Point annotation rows
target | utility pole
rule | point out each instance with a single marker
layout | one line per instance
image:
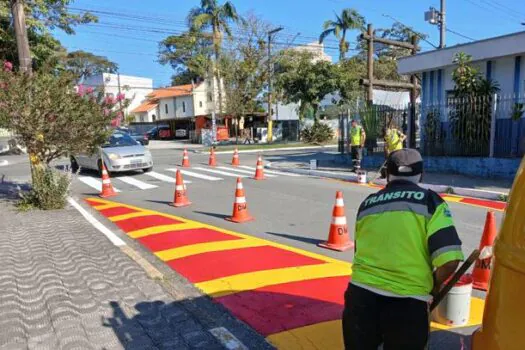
(270, 73)
(22, 42)
(436, 17)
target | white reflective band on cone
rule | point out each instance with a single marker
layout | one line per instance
(339, 220)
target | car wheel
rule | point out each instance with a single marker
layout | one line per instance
(74, 165)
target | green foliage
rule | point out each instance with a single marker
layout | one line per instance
(318, 134)
(49, 191)
(85, 64)
(50, 118)
(349, 19)
(42, 16)
(300, 80)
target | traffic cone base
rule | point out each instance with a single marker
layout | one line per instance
(107, 188)
(338, 238)
(180, 198)
(481, 272)
(240, 207)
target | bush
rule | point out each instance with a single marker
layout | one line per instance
(317, 134)
(49, 191)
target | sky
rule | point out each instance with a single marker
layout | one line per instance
(128, 31)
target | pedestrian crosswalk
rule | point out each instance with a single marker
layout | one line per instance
(155, 179)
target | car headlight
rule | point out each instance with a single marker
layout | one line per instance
(114, 156)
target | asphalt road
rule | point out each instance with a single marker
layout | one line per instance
(293, 210)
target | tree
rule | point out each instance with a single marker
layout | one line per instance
(300, 80)
(211, 15)
(189, 54)
(85, 64)
(349, 19)
(41, 17)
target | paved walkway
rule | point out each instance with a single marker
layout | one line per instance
(63, 285)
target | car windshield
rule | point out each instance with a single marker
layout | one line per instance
(120, 140)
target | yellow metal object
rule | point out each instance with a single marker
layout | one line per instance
(503, 325)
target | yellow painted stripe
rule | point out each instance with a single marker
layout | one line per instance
(253, 280)
(162, 228)
(130, 215)
(194, 249)
(236, 234)
(324, 335)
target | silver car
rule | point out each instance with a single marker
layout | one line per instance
(120, 153)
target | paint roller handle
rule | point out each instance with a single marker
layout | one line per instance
(455, 277)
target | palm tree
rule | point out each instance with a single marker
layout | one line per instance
(349, 19)
(211, 15)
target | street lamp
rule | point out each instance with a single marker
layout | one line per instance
(270, 71)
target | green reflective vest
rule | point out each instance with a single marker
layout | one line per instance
(393, 141)
(402, 233)
(355, 135)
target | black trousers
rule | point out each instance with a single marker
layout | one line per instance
(370, 319)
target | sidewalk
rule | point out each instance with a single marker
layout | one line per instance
(63, 285)
(458, 184)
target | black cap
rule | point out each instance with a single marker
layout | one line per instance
(405, 162)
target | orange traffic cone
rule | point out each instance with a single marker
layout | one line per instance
(481, 273)
(338, 238)
(180, 199)
(240, 207)
(185, 159)
(212, 161)
(235, 160)
(107, 188)
(259, 172)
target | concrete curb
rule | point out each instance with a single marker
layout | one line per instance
(460, 191)
(272, 149)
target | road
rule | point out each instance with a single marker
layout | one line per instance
(274, 293)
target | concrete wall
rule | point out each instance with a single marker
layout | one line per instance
(505, 168)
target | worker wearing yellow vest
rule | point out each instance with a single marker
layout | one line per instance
(406, 247)
(357, 141)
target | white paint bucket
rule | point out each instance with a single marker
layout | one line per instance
(361, 176)
(454, 309)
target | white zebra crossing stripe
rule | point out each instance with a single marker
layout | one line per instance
(197, 175)
(134, 182)
(163, 177)
(242, 171)
(94, 183)
(272, 171)
(225, 173)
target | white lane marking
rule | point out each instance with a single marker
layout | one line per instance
(110, 235)
(271, 171)
(242, 171)
(137, 183)
(225, 173)
(163, 177)
(94, 183)
(197, 175)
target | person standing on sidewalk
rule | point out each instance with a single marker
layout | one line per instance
(406, 246)
(357, 142)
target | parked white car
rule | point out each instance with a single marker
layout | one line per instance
(120, 153)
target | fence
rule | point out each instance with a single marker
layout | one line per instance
(478, 126)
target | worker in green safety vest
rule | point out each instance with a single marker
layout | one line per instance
(406, 247)
(357, 142)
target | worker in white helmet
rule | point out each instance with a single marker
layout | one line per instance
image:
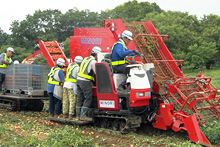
(54, 88)
(16, 62)
(5, 60)
(70, 88)
(118, 53)
(85, 76)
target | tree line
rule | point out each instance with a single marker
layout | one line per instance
(195, 40)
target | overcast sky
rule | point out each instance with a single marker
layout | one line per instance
(17, 9)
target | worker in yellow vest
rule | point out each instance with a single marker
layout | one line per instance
(70, 88)
(85, 76)
(54, 88)
(118, 53)
(5, 60)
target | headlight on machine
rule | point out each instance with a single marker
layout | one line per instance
(140, 94)
(147, 93)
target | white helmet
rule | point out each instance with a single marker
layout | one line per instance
(78, 59)
(10, 49)
(127, 34)
(60, 62)
(96, 49)
(16, 62)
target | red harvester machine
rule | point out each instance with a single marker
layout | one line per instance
(176, 102)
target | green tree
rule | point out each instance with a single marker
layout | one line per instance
(42, 25)
(210, 32)
(133, 11)
(4, 38)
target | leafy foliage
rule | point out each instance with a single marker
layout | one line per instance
(190, 39)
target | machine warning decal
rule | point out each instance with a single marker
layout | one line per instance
(91, 41)
(107, 104)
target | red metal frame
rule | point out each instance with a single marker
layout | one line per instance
(169, 81)
(139, 101)
(51, 52)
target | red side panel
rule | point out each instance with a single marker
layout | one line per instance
(164, 118)
(194, 132)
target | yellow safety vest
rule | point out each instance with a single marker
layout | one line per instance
(82, 70)
(5, 59)
(120, 61)
(69, 71)
(51, 74)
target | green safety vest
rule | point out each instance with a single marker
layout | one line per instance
(51, 74)
(120, 61)
(5, 59)
(69, 71)
(83, 73)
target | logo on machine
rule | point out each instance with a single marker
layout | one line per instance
(107, 104)
(91, 41)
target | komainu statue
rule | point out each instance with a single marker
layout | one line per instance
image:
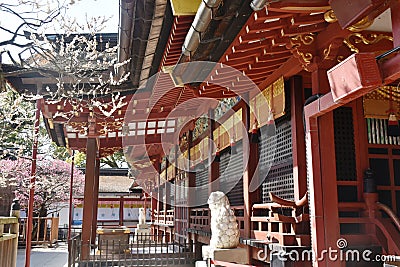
(224, 227)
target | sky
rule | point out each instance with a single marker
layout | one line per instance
(79, 10)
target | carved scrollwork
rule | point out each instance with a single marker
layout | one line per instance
(330, 16)
(357, 38)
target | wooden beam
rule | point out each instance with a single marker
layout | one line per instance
(288, 69)
(95, 200)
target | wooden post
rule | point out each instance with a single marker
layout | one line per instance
(213, 170)
(71, 208)
(250, 155)
(121, 211)
(95, 200)
(87, 220)
(395, 16)
(298, 137)
(32, 186)
(321, 166)
(322, 187)
(14, 229)
(166, 190)
(192, 175)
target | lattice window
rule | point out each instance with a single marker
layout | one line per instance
(377, 133)
(280, 182)
(344, 144)
(279, 178)
(201, 188)
(232, 176)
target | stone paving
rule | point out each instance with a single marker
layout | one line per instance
(45, 257)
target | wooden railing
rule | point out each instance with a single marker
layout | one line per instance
(125, 250)
(45, 230)
(8, 241)
(200, 219)
(164, 217)
(373, 227)
(282, 221)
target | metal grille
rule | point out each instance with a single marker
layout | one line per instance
(231, 177)
(201, 185)
(130, 249)
(279, 179)
(377, 133)
(344, 144)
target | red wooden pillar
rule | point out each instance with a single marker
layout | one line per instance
(32, 183)
(95, 200)
(121, 211)
(87, 220)
(395, 22)
(167, 191)
(213, 170)
(250, 156)
(192, 175)
(321, 165)
(298, 137)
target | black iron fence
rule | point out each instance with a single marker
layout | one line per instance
(130, 250)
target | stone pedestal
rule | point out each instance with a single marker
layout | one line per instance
(233, 255)
(142, 233)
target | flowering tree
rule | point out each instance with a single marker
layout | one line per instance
(51, 187)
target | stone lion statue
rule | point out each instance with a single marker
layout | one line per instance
(224, 227)
(142, 216)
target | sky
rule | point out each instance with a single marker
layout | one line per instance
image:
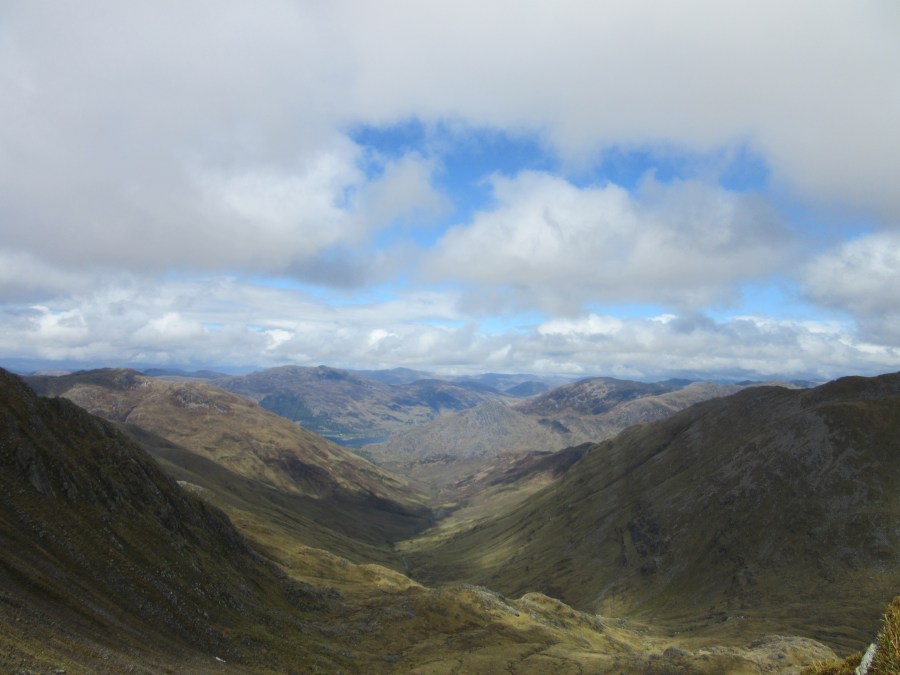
(631, 188)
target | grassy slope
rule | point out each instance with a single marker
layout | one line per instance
(266, 472)
(344, 404)
(108, 566)
(770, 510)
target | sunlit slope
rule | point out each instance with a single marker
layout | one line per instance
(107, 565)
(256, 465)
(771, 507)
(585, 411)
(340, 403)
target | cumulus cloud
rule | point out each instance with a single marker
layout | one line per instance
(225, 322)
(861, 278)
(209, 142)
(550, 244)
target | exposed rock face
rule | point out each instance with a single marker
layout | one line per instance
(768, 502)
(90, 520)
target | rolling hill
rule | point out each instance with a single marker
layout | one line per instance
(249, 461)
(108, 565)
(439, 454)
(347, 406)
(771, 509)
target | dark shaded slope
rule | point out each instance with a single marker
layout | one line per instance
(254, 461)
(781, 507)
(106, 564)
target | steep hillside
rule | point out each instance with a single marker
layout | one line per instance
(345, 405)
(769, 509)
(107, 566)
(105, 563)
(440, 453)
(249, 460)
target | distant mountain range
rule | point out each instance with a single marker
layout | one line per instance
(191, 530)
(769, 508)
(249, 459)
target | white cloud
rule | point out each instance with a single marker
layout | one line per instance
(147, 142)
(861, 278)
(550, 244)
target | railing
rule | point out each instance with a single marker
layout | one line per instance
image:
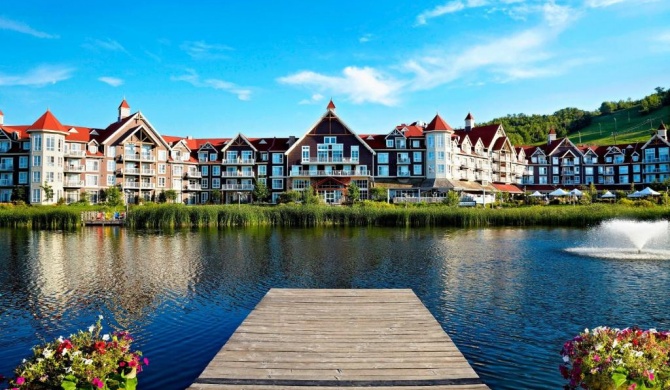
(75, 153)
(73, 183)
(237, 174)
(235, 161)
(321, 160)
(237, 187)
(330, 173)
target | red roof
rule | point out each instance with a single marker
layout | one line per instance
(438, 124)
(47, 122)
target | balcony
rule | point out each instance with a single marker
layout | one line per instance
(74, 168)
(238, 161)
(73, 183)
(238, 174)
(75, 153)
(329, 173)
(138, 157)
(330, 160)
(237, 187)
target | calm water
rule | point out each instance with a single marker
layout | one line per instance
(508, 297)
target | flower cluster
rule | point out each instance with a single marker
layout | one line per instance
(607, 358)
(85, 360)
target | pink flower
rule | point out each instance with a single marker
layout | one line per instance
(97, 382)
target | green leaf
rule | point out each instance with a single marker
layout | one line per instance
(619, 379)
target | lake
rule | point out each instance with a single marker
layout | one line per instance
(508, 297)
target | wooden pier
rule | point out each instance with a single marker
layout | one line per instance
(326, 339)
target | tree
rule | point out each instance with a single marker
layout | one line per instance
(114, 197)
(260, 192)
(48, 191)
(171, 195)
(354, 192)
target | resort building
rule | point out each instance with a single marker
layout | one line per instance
(412, 161)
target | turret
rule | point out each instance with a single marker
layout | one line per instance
(124, 110)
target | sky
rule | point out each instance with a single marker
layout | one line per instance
(268, 68)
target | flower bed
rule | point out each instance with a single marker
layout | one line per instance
(607, 358)
(85, 360)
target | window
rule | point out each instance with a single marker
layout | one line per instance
(277, 184)
(278, 158)
(37, 142)
(277, 171)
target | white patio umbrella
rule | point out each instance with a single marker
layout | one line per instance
(648, 192)
(558, 192)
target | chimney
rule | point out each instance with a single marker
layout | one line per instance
(124, 110)
(552, 136)
(469, 122)
(662, 131)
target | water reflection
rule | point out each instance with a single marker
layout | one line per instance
(508, 297)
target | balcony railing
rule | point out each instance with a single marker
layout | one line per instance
(73, 183)
(74, 168)
(237, 174)
(75, 153)
(237, 187)
(329, 173)
(334, 160)
(238, 161)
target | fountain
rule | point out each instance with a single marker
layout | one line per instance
(647, 241)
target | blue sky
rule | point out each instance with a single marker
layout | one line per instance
(263, 68)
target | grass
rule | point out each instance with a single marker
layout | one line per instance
(631, 127)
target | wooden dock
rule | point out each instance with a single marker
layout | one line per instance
(326, 339)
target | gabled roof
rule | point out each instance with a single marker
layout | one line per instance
(47, 122)
(438, 124)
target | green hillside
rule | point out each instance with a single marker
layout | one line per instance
(630, 126)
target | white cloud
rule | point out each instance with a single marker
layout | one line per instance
(107, 44)
(359, 85)
(113, 81)
(38, 77)
(204, 50)
(7, 24)
(317, 97)
(193, 78)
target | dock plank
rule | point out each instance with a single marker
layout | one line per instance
(327, 339)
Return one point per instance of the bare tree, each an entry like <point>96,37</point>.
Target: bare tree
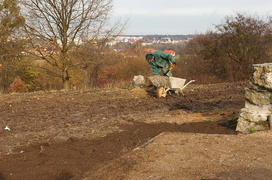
<point>57,24</point>
<point>10,46</point>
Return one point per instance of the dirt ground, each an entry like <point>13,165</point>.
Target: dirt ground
<point>129,134</point>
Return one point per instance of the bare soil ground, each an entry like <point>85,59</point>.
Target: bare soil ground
<point>129,134</point>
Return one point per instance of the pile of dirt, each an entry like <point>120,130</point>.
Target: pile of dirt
<point>64,135</point>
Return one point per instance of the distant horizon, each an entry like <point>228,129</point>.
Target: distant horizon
<point>177,17</point>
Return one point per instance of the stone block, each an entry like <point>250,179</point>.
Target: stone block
<point>262,75</point>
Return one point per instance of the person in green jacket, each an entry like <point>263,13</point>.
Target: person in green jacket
<point>160,62</point>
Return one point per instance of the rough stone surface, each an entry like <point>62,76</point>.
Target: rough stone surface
<point>258,100</point>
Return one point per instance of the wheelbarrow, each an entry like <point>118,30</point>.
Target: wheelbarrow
<point>163,84</point>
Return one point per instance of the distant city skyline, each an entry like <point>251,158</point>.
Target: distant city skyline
<point>183,17</point>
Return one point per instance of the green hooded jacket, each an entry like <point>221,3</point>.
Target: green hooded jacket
<point>162,62</point>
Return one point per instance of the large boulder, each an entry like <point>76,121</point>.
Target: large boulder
<point>256,115</point>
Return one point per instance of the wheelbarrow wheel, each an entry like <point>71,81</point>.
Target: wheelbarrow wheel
<point>160,92</point>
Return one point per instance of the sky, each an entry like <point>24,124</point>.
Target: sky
<point>183,17</point>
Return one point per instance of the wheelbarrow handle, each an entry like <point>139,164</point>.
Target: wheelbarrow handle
<point>173,65</point>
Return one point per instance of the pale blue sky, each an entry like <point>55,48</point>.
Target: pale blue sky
<point>183,17</point>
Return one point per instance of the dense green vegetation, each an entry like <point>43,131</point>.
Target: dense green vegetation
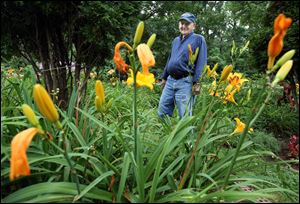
<point>100,156</point>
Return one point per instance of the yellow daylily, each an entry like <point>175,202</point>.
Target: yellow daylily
<point>229,96</point>
<point>142,79</point>
<point>18,162</point>
<point>212,73</point>
<point>236,80</point>
<point>225,73</point>
<point>240,126</point>
<point>146,57</point>
<point>212,89</point>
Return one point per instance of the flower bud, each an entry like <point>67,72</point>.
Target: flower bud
<point>283,72</point>
<point>45,103</point>
<point>30,115</point>
<point>287,56</point>
<point>100,91</point>
<point>151,40</point>
<point>138,34</point>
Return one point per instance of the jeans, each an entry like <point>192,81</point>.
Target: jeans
<point>179,92</point>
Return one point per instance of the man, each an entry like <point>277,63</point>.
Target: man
<point>180,79</point>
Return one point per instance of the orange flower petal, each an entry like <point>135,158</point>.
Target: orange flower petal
<point>121,65</point>
<point>18,163</point>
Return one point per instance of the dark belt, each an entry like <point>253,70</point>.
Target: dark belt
<point>180,76</point>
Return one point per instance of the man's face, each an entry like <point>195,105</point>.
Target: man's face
<point>186,27</point>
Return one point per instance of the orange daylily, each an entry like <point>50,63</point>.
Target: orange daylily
<point>121,65</point>
<point>141,79</point>
<point>281,23</point>
<point>18,163</point>
<point>146,57</point>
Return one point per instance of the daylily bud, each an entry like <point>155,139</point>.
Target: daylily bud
<point>30,115</point>
<point>45,103</point>
<point>138,34</point>
<point>226,71</point>
<point>287,56</point>
<point>98,103</point>
<point>100,91</point>
<point>245,47</point>
<point>151,40</point>
<point>283,71</point>
<point>109,103</point>
<point>233,48</point>
<point>249,95</point>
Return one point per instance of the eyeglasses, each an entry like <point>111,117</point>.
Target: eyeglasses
<point>186,23</point>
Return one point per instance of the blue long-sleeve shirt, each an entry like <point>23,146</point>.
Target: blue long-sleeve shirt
<point>177,64</point>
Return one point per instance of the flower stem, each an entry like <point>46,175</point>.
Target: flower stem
<point>65,153</point>
<point>249,124</point>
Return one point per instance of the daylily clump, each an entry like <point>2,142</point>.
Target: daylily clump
<point>18,163</point>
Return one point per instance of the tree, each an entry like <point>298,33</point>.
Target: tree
<point>59,33</point>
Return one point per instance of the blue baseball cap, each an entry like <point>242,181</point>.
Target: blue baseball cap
<point>189,17</point>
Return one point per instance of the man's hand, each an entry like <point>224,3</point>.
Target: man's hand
<point>163,83</point>
<point>196,89</point>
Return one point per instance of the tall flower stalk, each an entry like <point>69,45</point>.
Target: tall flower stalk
<point>137,79</point>
<point>280,26</point>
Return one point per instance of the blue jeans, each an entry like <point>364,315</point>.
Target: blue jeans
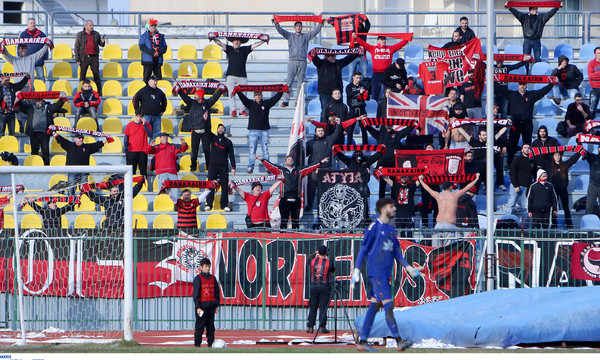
<point>253,139</point>
<point>513,196</point>
<point>154,121</point>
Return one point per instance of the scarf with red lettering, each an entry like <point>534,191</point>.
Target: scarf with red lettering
<point>390,122</point>
<point>81,131</point>
<point>511,57</point>
<point>587,139</point>
<point>8,188</point>
<point>324,51</point>
<point>244,37</point>
<point>591,125</point>
<point>536,151</point>
<point>236,183</point>
<point>191,84</point>
<point>533,4</point>
<point>252,88</point>
<point>339,148</point>
<point>544,79</point>
<point>294,18</point>
<point>477,122</point>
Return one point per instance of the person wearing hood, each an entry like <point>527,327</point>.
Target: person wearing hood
<point>541,201</point>
<point>569,79</point>
<point>153,46</point>
<point>87,101</point>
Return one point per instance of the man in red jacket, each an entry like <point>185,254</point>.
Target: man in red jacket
<point>165,159</point>
<point>382,58</point>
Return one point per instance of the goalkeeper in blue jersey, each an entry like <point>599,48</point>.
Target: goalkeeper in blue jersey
<point>380,247</point>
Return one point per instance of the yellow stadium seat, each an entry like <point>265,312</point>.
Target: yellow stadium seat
<point>135,71</point>
<point>55,148</point>
<point>185,162</point>
<point>112,125</point>
<point>112,106</point>
<point>188,69</point>
<point>84,221</point>
<point>62,70</point>
<point>31,221</point>
<point>114,147</point>
<point>111,88</point>
<point>63,85</point>
<point>165,86</point>
<point>139,221</point>
<point>163,202</point>
<point>112,70</point>
<point>140,203</point>
<point>87,123</point>
<point>167,71</point>
<point>166,125</point>
<point>212,52</point>
<point>62,52</point>
<point>9,143</point>
<point>187,52</point>
<point>112,52</point>
<point>134,52</point>
<point>7,68</point>
<point>58,160</point>
<point>39,85</point>
<point>212,70</point>
<point>33,160</point>
<point>134,86</point>
<point>163,221</point>
<point>216,221</point>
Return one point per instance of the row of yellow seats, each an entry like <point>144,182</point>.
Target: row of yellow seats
<point>87,221</point>
<point>114,52</point>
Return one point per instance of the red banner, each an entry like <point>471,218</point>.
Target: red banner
<point>460,58</point>
<point>585,261</point>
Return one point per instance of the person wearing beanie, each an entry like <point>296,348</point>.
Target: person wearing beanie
<point>153,46</point>
<point>541,201</point>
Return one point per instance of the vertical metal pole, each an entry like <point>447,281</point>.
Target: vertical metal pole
<point>489,186</point>
<point>128,259</point>
<point>17,263</point>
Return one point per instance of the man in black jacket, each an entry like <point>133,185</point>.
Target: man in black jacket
<point>221,155</point>
<point>329,75</point>
<point>199,123</point>
<point>541,201</point>
<point>8,92</point>
<point>521,104</point>
<point>533,28</point>
<point>154,102</point>
<point>258,124</point>
<point>39,118</point>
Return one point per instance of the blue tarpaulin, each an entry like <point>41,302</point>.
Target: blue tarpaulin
<point>501,318</point>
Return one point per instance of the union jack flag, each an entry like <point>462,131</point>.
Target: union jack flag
<point>430,111</point>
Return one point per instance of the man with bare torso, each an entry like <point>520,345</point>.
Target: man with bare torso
<point>447,204</point>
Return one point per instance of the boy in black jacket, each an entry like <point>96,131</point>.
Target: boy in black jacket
<point>207,298</point>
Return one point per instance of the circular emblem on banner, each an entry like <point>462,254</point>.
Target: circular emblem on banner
<point>341,207</point>
<point>590,260</point>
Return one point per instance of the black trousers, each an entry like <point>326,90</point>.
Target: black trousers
<point>206,321</point>
<point>219,172</point>
<point>137,159</point>
<point>206,139</point>
<point>290,207</point>
<point>91,61</point>
<point>319,299</point>
<point>40,140</point>
<point>154,68</point>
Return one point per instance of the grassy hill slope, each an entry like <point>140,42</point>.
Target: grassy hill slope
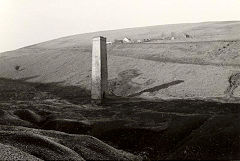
<point>179,69</point>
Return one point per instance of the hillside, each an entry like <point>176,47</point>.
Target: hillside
<point>45,97</point>
<point>169,70</point>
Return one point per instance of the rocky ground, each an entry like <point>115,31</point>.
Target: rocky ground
<point>47,121</point>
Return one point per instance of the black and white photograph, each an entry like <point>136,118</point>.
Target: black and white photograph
<point>127,80</point>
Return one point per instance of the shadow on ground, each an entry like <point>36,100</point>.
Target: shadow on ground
<point>157,88</point>
<point>156,130</point>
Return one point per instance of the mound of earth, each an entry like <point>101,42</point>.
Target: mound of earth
<point>51,126</point>
<point>174,69</point>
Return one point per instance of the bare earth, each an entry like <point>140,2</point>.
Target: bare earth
<point>166,98</point>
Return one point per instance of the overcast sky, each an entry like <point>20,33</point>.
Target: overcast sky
<point>26,22</point>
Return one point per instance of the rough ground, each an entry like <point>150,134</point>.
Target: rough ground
<point>173,129</point>
<point>195,67</point>
<point>186,114</point>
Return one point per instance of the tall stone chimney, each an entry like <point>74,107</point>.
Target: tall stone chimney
<point>99,69</point>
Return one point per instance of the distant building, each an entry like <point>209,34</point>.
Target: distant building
<point>127,40</point>
<point>188,36</point>
<point>118,41</point>
<point>109,42</point>
<point>146,40</point>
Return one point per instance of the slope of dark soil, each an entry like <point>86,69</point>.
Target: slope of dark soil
<point>157,130</point>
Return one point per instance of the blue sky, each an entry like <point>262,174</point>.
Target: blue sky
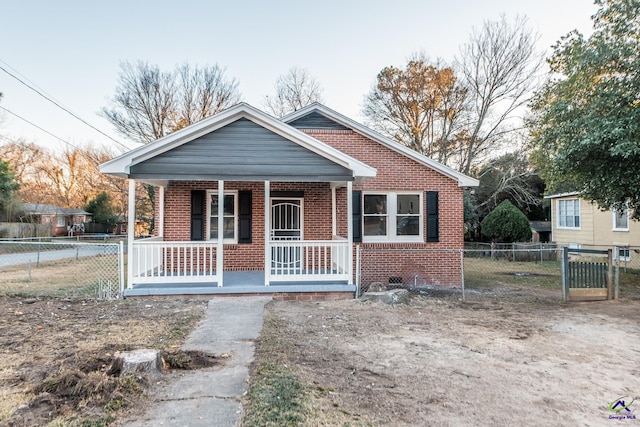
<point>72,49</point>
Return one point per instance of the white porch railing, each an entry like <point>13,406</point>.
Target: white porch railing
<point>156,261</point>
<point>309,260</point>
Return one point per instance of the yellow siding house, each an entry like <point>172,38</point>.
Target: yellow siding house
<point>578,223</point>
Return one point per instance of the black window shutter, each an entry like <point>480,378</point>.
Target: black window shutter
<point>244,217</point>
<point>357,215</point>
<point>433,226</point>
<point>198,200</point>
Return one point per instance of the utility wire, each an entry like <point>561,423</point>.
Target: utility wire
<point>36,126</point>
<point>6,138</point>
<point>61,107</point>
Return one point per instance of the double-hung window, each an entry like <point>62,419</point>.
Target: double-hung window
<point>391,216</point>
<point>230,216</point>
<point>569,213</point>
<point>621,219</point>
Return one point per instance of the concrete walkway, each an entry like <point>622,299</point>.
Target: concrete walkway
<point>211,397</point>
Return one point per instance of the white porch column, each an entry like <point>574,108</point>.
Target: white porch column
<point>220,248</point>
<point>350,228</point>
<point>334,212</point>
<point>267,233</point>
<point>131,225</point>
<point>160,224</point>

EXERCISE >>
Render as a numbered list the rows between the line containing "Return one point per instance of the man in black" and the line containing "<point>590,260</point>", inclusive, omitting any blank lines.

RESPONSE BELOW >>
1. Return one point per instance of the man in black jacket, each an entry like <point>133,185</point>.
2. Target: man in black jacket
3. <point>221,155</point>
4. <point>329,75</point>
5. <point>199,123</point>
6. <point>541,201</point>
7. <point>8,92</point>
8. <point>521,104</point>
9. <point>533,28</point>
10. <point>154,102</point>
11. <point>258,124</point>
12. <point>39,118</point>
13. Return one point per instance of the blue tarpaulin, each an entry like <point>41,302</point>.
14. Target: blue tarpaulin
15. <point>501,318</point>
16. Return one point per instance of the union jack flag, each an entry like <point>462,131</point>.
17. Target: union jack flag
18. <point>430,111</point>
19. Return one point per instance of the man with bare torso, each an entry like <point>520,345</point>.
20. Target: man with bare torso
21. <point>447,204</point>
22. Return one point per instance of the boy in black jacket, each an entry like <point>96,131</point>.
23. Target: boy in black jacket
24. <point>207,298</point>
25. Return one point per instance of the circular emblem on banner, each an entry like <point>462,254</point>.
26. Target: circular emblem on banner
27. <point>341,207</point>
28. <point>590,260</point>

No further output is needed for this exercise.